> Document text
----------

Legacy of The Great Irish Famine - Suggestions of Genocide

Suggestions of Genocide

A claim was made by a U.S. professor of law, Francis A. Boyle that the Famine was genocide by the British against the Irish, meaning that the famine was part of a deliberate policy of planned extermination. One U.S. historian, James Mullin, insists that what happened can be described as genocide, sometimes accusing other historians, statisticians and researchers who state otherwise of pushing a British point of view, or of revisionism, rewriting history to make excuses for British imperialism. However more U.S., British and Irish historians, such as Professors F.S.L. Lyons, John A. Murphy, Roy Foster, and James S. Donnelly, Jr, as well as historians Cecil Woodham-Smith, Peter Gray, Ruth Dudley Edwards and Cormac Ó Gráda have denied claims of a deliberate policy of genocide. All historians generally agree that British policies during the Famine (particularly those applied by the ministry of Lord John Russell) were misguided, ill-informed and counter-productive, and that had a similar crisis occurred in England instead of Ireland then the government's response would have been very different.

"Democide", a recently coined term, has been suggested to be more appropriate — referring to a deliberate policy of negligence rather of planned extermination. The famine killed one million Irish through hunger and related diseases such as cholera. A million others emigrated during the famine, with millions more following them in the following decades. The vast majority of these people were Roman Catholic, traditionally less inclined towards loyalty to the Crown.

While it could easily be said that the famine and its after-effects ended conclusively any chance of Ireland ever being a military or economic threat to Britain again, it should be also noted that the famine's long term demographic effects were less the result of deaths from starvation (which, as with most famines, affected the old, the very young and the sick disproportionately) and more the result of emigration (which affected the young population of reproductive age). It seems almost certain that economic factors alone would have caused considerable emigration from Ireland even without mass starvation, therefore it is a matter of conjecture as to what the population of Ireland would be today had there not been a famine in the 19th century.

----------

> Data excerpts
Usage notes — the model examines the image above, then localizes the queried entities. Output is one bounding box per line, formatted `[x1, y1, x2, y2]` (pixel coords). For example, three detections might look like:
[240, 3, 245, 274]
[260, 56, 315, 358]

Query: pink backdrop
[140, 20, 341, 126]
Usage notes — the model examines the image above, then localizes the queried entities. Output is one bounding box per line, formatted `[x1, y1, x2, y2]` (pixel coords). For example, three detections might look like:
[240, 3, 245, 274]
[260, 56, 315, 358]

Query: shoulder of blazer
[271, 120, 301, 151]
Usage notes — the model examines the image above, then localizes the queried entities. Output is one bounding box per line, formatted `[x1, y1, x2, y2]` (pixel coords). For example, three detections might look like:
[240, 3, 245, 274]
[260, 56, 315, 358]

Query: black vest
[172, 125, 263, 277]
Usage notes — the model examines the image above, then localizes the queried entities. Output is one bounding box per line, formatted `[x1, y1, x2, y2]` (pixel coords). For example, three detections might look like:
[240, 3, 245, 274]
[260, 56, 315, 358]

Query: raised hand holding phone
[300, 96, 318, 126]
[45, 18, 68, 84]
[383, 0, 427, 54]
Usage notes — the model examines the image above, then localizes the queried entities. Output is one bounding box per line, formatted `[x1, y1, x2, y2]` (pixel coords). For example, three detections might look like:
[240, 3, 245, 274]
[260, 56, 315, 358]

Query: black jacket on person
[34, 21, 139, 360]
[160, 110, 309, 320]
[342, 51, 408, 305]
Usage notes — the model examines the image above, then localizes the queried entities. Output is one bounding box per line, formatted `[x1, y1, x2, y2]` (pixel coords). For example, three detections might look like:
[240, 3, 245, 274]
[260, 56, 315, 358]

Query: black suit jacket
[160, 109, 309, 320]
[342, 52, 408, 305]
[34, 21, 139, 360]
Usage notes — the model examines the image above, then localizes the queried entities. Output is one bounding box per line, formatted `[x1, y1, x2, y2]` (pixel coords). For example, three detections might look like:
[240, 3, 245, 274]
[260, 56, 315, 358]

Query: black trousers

----------

> Task to carry out
In the text about the Irish Famine, what recently coined term is suggested as a better fit than genocide? These lines have nothing to do with the text about the Irish Famine.

> Task solution
"Democide"